A lot of the Dead Media examples Bruce provided are from the deep dark past. Here are some from a more recent epoch . . . kid media from when I was growing up, now dead and forgotten.
Noninteractive Multimedia for Kids
A proto-VCR contraption, developed for schools. The media was a film cartridge: An endless loop of super 8mm film in a sealed, asymmetrical transparent plastic case. The player was about the size of a carousel- type slide projector. Operation was marvelously simple; the operator merely jammed the cart into a slot in the side of the projector and hit play. I seem to remember a reverse and still frame setting.
There was no sound; running time was about five minutes.
My high school had a few dozen of these; the ones I remember involve demonstrations of biological processes (cell division, metamorphosis, reptile homeostasis). There was also one of "Galloping Girdy," the bridge in Washington state that wiggled itself to death.
Major flaws: Bulbs burned out frequently; my teachers took about five tries to get the cartridge inserted properly.
Kiddie Film Strip Projector
When I was a kid, a cousin got a swell visual storytelling gadget for christmas. The projector was a TV-shaped box with a rear-projection screen up front and a turntable up top.
The media was a 35mm film strip enclosed in a stiff plastic holder; I seem to remember these "sticks" having gear teeth along one side. Each stick was accompanied by a 45 RPM (?) record. There may have been nine or ten slides per "show."
Operation was not quite foolproof. The stick was inserted in a slot up top, and the corresponding record queued up; lots of leeway for error and accidental breakage, there. Once inserted properly, the stick descended into the machine, one frame height at a time; this in itself was fun to see. I don't know what synchronized the sound and pictures, but it worked quite well.
The stories were kid stuff: Raggedy Ann & Andy, etc. The one that interested me most at the time was a quickie adaption of Doyle's _The Lost World_. Very dramatic. The "production values" of the stories were pretty good: Nice narration and music, plus brightly colored cartoon artwork.
I was going to describe the Viewmaster here, but I recently learned that the things are still in production! Indeed, gift shops at historical landmarks and scenic wonders still carry Viewmaster reels for touristas to bring home.
I find this really remarkable. Who would buy the things, in this age of Game Boys and cynical, post-literate youngsters? Perhaps they've become "old fashioned" enough to be acceptable to Amish families. (After all, the classic Viewmaster ran on ambient light, and the reels were strictly rated G.)

━━━━

WHAT YOU WILL DO:
**a)** Say whether each statement agrees with the kid media text, answering yes or no and quoting the words that decide it: (i) the film cartridges played with no sound; (ii) the kiddie film strip projector had its turntable up front; (iii) the Viewmaster is no longer made.
**b)** Copy everything in the kid media text from "My high school" down to "cartridge inserted properly.".
The data after this are separate material, apart from the kid media text.

DATASET EXTRACT:
━━━━

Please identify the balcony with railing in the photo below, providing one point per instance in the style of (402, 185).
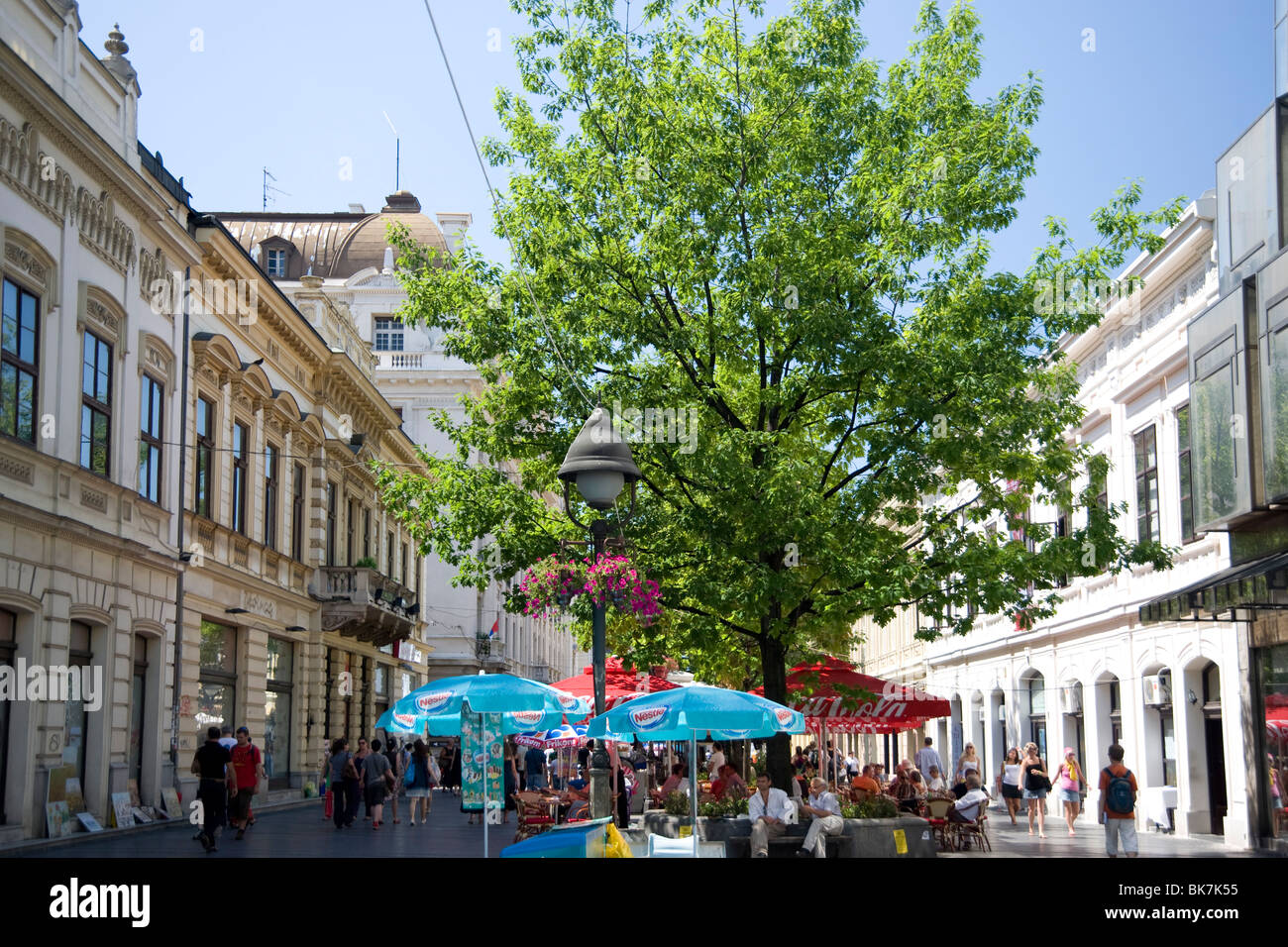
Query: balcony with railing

━━━━

SOLVED TASKS:
**a)**
(i) Yes: "There was no sound; running time was about five minutes."
(ii) No: "a rear-projection screen up front and a turntable up top."
(iii) No: "the things are still in production!"

**b)**
My high school had a few dozen of these; the ones I remember involve demonstrations of biological processes (cell division, metamorphosis, reptile homeostasis). There was also one of "Galloping Girdy," the bridge in Washington state that wiggled itself to death.
Major flaws: Bulbs burned out frequently; my teachers took about five tries to get the cartridge inserted properly.